Core Meu © Alice Blangero

 Il faut avoir chorégraphié beaucoup de ballets narratifs, touché à l’abstrait, au music-hall, à l’académique et avoir passé tous les caps pour oser ainsi se libérer des codes imposés par un art qui à force d’être trop sérieux dans ses finalités intellectuelles, finit par perdre son sens primal. Pour une fois, donc, un chorégraphe contemporain ne fait pas que dans la sinistrose : plutôt que de Heidegger, il se réclame de Dionysos, et inscrit ses pas dans une fonction jubilatoire exaltée par l’antiquité et ranimée plus près de nous par Maurice Béjart, qui la fit vibrer dans les stades du monde entier.

====

● Tâches
1. Répondez aux questions suivantes à partir de l'extrait.
(a) Selon l'extrait, que finit par perdre un art trop sérieux dans ses finalités intellectuelles ?
(b) De qui le chorégraphe contemporain se réclame-t-il plutôt que de Heidegger ?
(c) Où Maurice Béjart a-t-il fait vibrer la fonction jubilatoire ?
2. Reproduisez fidèlement le passage de l'extrait allant de « Il faut avoir » jusqu'à « du monde entier. ».

● Lignes d'un jeu de données

====

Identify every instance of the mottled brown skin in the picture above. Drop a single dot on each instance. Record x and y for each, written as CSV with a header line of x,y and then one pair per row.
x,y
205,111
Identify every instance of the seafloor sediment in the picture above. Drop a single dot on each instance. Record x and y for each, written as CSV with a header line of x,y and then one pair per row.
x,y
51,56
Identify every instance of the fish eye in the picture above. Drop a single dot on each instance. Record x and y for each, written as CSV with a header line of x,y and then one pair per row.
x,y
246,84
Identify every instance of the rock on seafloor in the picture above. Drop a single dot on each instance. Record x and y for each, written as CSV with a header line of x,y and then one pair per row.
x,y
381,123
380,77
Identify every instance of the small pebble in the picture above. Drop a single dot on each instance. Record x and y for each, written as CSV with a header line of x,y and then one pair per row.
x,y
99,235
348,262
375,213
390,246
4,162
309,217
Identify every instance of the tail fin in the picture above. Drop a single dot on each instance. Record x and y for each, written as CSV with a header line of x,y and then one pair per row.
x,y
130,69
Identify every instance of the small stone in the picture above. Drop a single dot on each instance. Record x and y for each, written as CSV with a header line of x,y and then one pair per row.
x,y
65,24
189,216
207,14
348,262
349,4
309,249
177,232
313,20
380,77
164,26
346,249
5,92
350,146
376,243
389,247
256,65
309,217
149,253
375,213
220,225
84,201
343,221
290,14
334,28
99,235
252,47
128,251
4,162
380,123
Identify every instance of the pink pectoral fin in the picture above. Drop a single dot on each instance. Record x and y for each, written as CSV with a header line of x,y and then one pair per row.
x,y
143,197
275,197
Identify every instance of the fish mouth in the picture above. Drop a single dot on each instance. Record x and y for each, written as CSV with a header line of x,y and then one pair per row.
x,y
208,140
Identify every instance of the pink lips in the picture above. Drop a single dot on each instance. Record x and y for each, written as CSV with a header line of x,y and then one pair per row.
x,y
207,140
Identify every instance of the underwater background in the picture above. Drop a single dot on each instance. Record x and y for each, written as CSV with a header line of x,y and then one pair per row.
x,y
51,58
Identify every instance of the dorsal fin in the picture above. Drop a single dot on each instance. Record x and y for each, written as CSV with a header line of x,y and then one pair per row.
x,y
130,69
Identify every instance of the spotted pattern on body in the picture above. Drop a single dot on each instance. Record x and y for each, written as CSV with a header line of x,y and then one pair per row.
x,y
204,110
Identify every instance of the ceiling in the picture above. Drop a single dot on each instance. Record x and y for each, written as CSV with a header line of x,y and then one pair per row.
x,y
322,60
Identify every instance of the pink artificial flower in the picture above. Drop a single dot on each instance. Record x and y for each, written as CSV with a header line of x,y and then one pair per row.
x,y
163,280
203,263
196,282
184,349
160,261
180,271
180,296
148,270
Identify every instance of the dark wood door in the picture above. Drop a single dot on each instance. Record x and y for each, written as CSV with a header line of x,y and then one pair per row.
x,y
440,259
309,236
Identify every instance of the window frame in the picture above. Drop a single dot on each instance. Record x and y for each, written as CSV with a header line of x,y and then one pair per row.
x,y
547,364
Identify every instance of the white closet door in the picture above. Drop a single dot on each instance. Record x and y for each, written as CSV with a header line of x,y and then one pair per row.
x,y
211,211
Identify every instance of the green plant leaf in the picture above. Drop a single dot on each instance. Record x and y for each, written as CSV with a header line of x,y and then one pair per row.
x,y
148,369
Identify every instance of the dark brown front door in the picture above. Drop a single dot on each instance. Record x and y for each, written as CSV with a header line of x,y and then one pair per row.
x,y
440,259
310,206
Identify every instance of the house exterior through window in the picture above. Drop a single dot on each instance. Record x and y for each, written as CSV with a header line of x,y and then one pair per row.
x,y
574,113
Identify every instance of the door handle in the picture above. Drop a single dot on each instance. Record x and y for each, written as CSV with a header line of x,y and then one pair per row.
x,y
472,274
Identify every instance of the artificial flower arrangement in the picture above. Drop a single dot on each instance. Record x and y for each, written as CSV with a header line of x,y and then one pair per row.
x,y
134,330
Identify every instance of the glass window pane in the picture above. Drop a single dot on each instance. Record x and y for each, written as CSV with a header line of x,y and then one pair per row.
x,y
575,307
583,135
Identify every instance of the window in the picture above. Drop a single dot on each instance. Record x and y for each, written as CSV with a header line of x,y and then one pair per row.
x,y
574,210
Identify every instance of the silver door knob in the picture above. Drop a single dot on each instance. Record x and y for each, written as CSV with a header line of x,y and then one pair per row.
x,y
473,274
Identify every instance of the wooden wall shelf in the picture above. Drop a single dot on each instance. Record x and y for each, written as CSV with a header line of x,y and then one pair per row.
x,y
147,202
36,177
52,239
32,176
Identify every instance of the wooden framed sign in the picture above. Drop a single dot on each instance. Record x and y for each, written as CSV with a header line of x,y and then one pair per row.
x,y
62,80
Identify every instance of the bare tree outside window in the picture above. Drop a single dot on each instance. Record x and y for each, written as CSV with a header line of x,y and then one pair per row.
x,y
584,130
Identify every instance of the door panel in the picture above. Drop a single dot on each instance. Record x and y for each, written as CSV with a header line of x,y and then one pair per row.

====

● Solutions
1.
(a) Son sens primal.
(b) De Dionysos.
(c) Dans les stades du monde entier.

2.
Il faut avoir chorégraphié beaucoup de ballets narratifs, touché à l’abstrait, au music-hall, à l’académique et avoir passé tous les caps pour oser ainsi se libérer des codes imposés par un art qui à force d’être trop sérieux dans ses finalités intellectuelles, finit par perdre son sens primal. Pour une fois, donc, un chorégraphe contemporain ne fait pas que dans la sinistrose : plutôt que de Heidegger, il se réclame de Dionysos, et inscrit ses pas dans une fonction jubilatoire exaltée par l’antiquité et ranimée plus près de nous par Maurice Béjart, qui la fit vibrer dans les stades du monde entier.